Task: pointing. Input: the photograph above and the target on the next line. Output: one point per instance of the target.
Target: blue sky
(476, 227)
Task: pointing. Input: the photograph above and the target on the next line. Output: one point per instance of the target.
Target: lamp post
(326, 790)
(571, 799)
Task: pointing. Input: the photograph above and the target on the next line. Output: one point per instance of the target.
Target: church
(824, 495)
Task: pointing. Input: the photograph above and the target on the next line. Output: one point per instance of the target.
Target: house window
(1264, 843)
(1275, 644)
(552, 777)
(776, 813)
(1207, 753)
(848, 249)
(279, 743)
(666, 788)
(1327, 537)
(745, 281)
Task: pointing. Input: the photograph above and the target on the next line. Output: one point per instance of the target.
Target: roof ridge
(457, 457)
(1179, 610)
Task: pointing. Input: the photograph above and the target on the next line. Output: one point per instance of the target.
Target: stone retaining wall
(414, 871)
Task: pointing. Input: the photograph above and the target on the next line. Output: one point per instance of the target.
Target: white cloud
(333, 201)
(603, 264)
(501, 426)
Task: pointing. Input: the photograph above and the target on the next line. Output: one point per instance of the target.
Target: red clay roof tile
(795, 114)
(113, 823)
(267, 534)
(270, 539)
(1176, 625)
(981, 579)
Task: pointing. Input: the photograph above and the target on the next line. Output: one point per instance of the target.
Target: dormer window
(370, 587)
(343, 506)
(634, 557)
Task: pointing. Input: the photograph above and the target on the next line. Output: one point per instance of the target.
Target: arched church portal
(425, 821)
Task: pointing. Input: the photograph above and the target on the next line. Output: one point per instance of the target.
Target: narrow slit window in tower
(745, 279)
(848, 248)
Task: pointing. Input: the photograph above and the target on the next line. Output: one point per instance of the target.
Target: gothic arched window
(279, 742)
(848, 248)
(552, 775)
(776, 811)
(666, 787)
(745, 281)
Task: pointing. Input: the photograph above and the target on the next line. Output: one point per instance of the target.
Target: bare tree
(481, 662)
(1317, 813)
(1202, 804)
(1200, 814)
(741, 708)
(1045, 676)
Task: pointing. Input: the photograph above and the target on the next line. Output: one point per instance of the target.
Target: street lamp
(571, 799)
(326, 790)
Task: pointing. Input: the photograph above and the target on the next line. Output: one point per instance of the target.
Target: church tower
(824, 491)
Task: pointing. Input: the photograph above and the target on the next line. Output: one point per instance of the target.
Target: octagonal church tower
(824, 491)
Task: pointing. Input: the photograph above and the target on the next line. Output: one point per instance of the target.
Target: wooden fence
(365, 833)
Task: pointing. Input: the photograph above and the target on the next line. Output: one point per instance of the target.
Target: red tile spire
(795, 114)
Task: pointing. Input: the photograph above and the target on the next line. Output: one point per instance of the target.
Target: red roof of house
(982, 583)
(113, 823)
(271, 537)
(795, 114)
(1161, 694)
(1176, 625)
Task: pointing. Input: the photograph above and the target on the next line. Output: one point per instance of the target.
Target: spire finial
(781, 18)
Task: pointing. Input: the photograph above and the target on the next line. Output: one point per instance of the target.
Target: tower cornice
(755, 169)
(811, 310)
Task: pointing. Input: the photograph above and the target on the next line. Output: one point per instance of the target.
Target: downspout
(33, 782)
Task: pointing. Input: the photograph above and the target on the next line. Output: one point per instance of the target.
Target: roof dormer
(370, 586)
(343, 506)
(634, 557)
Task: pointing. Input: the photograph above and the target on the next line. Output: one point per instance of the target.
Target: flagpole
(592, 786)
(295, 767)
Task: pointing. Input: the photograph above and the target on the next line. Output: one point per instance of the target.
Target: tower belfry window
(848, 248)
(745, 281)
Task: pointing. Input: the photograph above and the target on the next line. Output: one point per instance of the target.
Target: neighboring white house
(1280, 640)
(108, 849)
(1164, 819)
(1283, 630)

------------------------------------

BRIEF: Restate the whole listing exactly.

TASK ANSWER:
Task: pointing. Input: the photograph above and the target on the next line. Output: one point per instance of the target.
Target: blue sky
(476, 227)
Task: pointing. Input: the photograph above and the target on the next line. Output: one point per instance of the target.
Target: lamp post
(326, 790)
(571, 799)
Task: pointing. Input: the photograph above and the target on the next line. Output: one point per instance of the target.
Target: church
(824, 495)
Task: pointing. Input: the photograph above and the target on the next line. Output: one point per instance of the target.
Target: house window
(1264, 843)
(1275, 644)
(552, 777)
(776, 813)
(1207, 753)
(848, 249)
(279, 743)
(666, 788)
(1327, 537)
(745, 281)
Task: pointing. Input: the photograph above and the target on the next line. Output: one point per instance of the target.
Target: roof ridge
(457, 457)
(1179, 610)
Task: pointing. Input: the photograph above and the target on the next line. Output: one point per instance of the target.
Target: stone retaining wall
(414, 871)
Task: pointing. Input: the photograph above and the target on the next line. Output: one point per instance of the target.
Target: white cloud
(333, 201)
(603, 264)
(501, 426)
Task: pointing. Input: the photograph above and the target on the next line. Output: one point per instance of the target.
Target: red clay roof tile
(795, 114)
(113, 823)
(267, 534)
(270, 539)
(1176, 625)
(981, 579)
Task: pointing. Input: the photograph above and the target on the next line. Output: one point per instance of the target.
Target: dormer window
(370, 587)
(343, 506)
(634, 557)
Task: pointing. Input: the photograph above and the target on the next line. Output: one point per instance of the target.
Target: arched church portal
(425, 821)
Task: pointing. Input: the photograph above and the target on the next line. Output: one point per instance of the target.
Target: narrow slit window in tower
(745, 279)
(848, 248)
Task: pointing. Input: the photograph above and the target on the next line. Output: one point per instance of the target.
Target: gothic arched window
(279, 742)
(848, 248)
(552, 775)
(776, 811)
(666, 787)
(745, 281)
Task: pointing. Input: the photograph above and the target on the next line. Output: one point per instance of the target.
Target: bare tree
(481, 662)
(1317, 813)
(1202, 804)
(1200, 814)
(741, 708)
(1045, 676)
Task: pointing. Input: the photograph above and the target on the next line. Output: one point per instance of the target.
Target: street lamp
(571, 799)
(326, 790)
Task: pointing. Input: the photograph above and the target on the next line. Output: one point per instance of the target.
Target: church tower
(824, 491)
Task: pointing. Input: the photograph above and the target on the next line. Output: one point per instance of the target.
Target: octagonal church tower
(824, 491)
Task: pointing. Input: the photograph above and the target on the next line. Output: one point per instance of the target.
Target: wooden fence
(365, 833)
Task: pointing. Input: the photograph above and the target on the next line. Output: one point per instance of the target.
Target: red tile spire
(795, 114)
Task: pointing. Input: the photograph above and the target on the next line. Output: one point per instance of the target.
Target: red roof of house
(982, 583)
(113, 823)
(271, 537)
(795, 114)
(1161, 694)
(1176, 625)
Task: pointing. Input: the photograph above and the target on the next line. Output: one point per instance of the target.
Target: spire finial
(781, 18)
Task: pointing. Input: the photograph above and the target on the next line. Output: one point per instance of the target.
Target: tower cornice
(755, 169)
(811, 310)
Task: pointing. Input: the photograph above and the target on the next line. Output: one point per instance of the target.
Target: downspout
(33, 782)
Task: pointing. Input: the photograph above and the target on the next line. Output: one point per instance of the target.
Target: roof dormer
(370, 586)
(343, 506)
(634, 557)
Task: pointing. Input: the photograph above and the target on the next line. Output: one point per instance of the target.
Target: flagpole
(592, 786)
(295, 767)
Task: pointing. Input: the photograph above and the target on the next line. Output: one point per instance of the target.
Target: tower belfry window
(848, 248)
(745, 281)
Task: pointing. Input: the photograph above and the target on the next line. Output: one point per instance of the target.
Target: neighboring white house
(1280, 640)
(108, 849)
(1164, 819)
(1283, 630)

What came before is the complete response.